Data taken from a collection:
►

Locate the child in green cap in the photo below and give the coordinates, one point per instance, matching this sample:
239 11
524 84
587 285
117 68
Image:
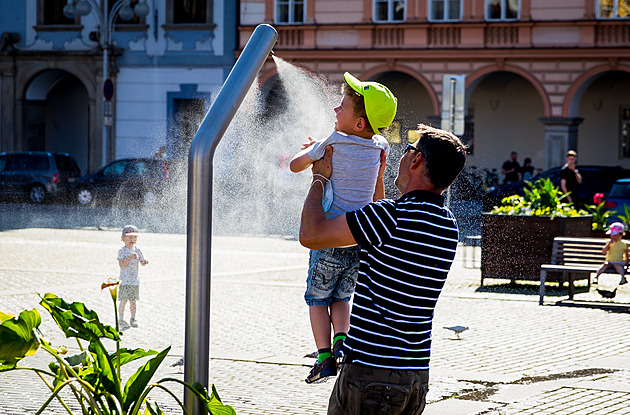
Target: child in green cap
357 179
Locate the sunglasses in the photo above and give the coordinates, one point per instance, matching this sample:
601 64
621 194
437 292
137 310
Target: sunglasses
412 148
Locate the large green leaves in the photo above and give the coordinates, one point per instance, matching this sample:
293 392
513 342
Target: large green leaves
137 383
17 337
76 320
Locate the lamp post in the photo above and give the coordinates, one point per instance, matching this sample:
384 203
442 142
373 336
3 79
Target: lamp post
106 20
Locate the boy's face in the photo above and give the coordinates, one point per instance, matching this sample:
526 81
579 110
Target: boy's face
130 239
346 121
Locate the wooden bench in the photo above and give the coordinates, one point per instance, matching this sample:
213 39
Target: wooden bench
576 258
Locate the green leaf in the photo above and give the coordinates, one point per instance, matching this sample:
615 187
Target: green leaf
139 380
18 338
76 320
152 410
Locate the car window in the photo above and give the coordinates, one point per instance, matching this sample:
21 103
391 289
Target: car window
65 163
38 163
620 191
115 169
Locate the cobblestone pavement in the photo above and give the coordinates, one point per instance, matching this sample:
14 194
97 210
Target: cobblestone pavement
516 357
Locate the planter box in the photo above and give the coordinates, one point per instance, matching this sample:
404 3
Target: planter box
513 247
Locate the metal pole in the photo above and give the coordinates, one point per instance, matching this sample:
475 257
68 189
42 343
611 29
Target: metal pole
199 225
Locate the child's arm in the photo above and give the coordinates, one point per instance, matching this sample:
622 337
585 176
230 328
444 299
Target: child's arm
125 262
379 190
301 161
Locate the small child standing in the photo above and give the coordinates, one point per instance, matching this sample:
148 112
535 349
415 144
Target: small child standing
129 290
616 252
357 179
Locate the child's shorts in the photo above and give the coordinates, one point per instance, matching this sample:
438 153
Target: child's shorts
128 292
332 275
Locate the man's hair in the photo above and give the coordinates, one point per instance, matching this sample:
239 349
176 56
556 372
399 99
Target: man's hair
444 153
358 103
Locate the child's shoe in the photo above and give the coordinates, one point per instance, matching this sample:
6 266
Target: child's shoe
322 370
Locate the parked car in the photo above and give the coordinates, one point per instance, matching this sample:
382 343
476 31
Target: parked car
595 179
37 176
618 198
139 182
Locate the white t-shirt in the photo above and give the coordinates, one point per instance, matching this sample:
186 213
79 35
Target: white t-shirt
356 161
129 274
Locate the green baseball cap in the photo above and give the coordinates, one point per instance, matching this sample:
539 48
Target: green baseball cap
380 103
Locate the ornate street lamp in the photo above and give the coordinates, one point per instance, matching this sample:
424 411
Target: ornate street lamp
106 20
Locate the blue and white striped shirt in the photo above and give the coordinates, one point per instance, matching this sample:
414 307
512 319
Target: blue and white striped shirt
407 248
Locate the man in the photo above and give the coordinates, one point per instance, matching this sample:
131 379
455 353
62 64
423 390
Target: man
407 248
511 169
570 179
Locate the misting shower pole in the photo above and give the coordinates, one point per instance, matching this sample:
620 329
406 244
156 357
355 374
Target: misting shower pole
199 225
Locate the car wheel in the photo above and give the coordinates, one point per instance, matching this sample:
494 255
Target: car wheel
85 197
37 194
149 199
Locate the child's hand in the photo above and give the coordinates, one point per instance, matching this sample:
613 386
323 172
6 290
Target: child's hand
311 141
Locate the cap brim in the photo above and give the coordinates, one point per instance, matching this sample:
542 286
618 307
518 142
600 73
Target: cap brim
353 82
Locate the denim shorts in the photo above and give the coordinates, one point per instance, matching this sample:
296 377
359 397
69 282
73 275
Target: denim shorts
367 390
332 275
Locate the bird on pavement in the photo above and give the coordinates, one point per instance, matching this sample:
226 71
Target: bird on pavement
606 293
457 330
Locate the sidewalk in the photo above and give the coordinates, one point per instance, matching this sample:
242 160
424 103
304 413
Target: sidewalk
516 357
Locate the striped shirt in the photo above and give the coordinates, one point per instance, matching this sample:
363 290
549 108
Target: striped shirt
408 246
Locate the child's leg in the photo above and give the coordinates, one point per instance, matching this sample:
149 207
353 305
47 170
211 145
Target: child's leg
121 309
132 308
320 325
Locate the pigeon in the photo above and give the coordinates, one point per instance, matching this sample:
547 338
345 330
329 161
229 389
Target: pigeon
457 329
179 364
606 293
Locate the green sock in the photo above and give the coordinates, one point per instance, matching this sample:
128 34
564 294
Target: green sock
339 336
323 354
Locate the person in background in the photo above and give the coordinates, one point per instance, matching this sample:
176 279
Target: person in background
129 256
570 179
528 171
511 168
616 252
407 248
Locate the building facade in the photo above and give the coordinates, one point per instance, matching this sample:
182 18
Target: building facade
163 66
541 76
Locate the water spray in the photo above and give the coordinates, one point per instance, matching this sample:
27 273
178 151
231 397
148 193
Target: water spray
199 226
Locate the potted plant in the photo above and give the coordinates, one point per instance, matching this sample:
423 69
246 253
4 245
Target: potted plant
93 375
517 237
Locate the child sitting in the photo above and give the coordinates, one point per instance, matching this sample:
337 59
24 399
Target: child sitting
616 252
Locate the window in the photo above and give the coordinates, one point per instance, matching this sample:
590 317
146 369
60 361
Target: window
445 10
502 9
613 9
290 11
51 13
191 11
135 20
386 11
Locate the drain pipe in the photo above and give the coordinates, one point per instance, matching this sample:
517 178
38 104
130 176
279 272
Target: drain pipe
199 225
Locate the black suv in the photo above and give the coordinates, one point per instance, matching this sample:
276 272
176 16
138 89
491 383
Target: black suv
595 179
37 175
140 181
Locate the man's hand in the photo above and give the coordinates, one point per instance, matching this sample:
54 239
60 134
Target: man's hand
311 141
323 166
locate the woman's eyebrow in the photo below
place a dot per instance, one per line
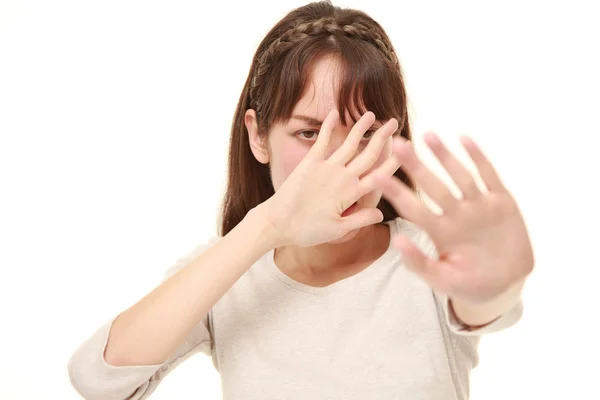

◄

[Exercise prompt]: Find each line in the rows above that contains the string "blue" and copy those lines out. Matches must have the same case.

[Exercise output]:
Locate the blue and white striped shirt in the photo above and give the coordinates, one point per instance, matching this sample:
Target: blue and white striped shirt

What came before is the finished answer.